- _Region pointing data_:
──────
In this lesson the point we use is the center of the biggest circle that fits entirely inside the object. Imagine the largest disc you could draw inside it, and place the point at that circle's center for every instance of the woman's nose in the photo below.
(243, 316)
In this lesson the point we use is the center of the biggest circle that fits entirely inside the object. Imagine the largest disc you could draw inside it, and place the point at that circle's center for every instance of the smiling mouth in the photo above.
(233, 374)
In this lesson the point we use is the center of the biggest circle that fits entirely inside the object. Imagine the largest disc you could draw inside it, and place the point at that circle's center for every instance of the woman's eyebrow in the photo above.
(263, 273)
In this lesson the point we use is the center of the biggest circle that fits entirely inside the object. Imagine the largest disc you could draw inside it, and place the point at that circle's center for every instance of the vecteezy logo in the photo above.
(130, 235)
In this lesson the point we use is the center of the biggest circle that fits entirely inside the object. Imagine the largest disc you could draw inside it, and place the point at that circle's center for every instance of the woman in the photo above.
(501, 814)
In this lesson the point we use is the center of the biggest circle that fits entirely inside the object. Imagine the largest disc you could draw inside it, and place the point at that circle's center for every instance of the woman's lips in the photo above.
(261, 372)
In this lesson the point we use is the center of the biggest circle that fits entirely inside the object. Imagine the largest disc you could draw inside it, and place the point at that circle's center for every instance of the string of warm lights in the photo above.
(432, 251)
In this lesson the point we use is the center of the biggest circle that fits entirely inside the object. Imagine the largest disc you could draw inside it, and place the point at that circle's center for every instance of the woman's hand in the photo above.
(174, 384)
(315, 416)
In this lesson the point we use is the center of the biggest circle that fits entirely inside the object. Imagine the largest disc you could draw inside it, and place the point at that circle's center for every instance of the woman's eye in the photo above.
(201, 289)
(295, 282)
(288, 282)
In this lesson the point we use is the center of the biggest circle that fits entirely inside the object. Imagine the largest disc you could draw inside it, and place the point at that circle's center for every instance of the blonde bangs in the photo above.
──────
Could you output the records in full, exactly as written?

In this lesson the point we use is the center of the biggest circle that fits entirely inside the object. Imagine the largest disc you could draw inside it, and place the point at that circle's center for every instance of the woman's nose in the photo below.
(243, 316)
In this lesson the point we use is the center of the biggest circle that fits entirely inside the object. Imagine the largest disc you could draw inside it, and place the point at that circle's center for every instance of the smiling mouth in the photo above.
(233, 374)
In this lesson the point we use is the center of the biggest circle that fits entirely inside the object. Imagine the largest disc you could draw inside it, and place the point at that circle's center for every instance of the woman's eyebrow in the photo above.
(263, 273)
In this lesson the point we use is the center of the biggest circle that fits entirely inside the object. Imagine the largest disc you could draw inside it, and place the point at that circle's center for every instance of the vecteezy logo in the photo above.
(130, 235)
In this lesson the point we use is the center of the biggest circle that fits entirely inside the object. Imagine the largest disc you could draw inside it, and place the point at that circle's center for every instance of the woman in the photo above.
(501, 814)
In this lesson the point we use is the center of the biggest circle that fits entirely inside the object. Imagine the largest disc you could draw inside it, and place the point at that circle's center for every instance of the woman's lips in the photo above.
(261, 372)
In this lesson the point we use is the center of the biggest circle that fits entirely inside the object. Imagine the largest disc you could draw inside it, and place the point at that circle's center for every instance of the string of warm lights in the photo above.
(432, 251)
In this lesson the point we use is the center of the biggest circle that fits entirely inside the object. Imagine the largest disc you could draw inside it, and place the point at that circle's center for every instance of the woman's hand in the photo above.
(174, 384)
(315, 416)
In this lesson the point we use is the center of the biggest circle that fits entirely inside the object. Imagine the largest disc you could draw inside it, and place the point at that circle's center for every instance of the woman's eye in the photo above.
(201, 289)
(295, 282)
(288, 282)
In this lesson the point we use is the center of the biggest circle that fits entirely inside the object. Imagine the largest disc you could draw inside it, and place the point at that circle's center for every instance of the blonde bangs in the photo above.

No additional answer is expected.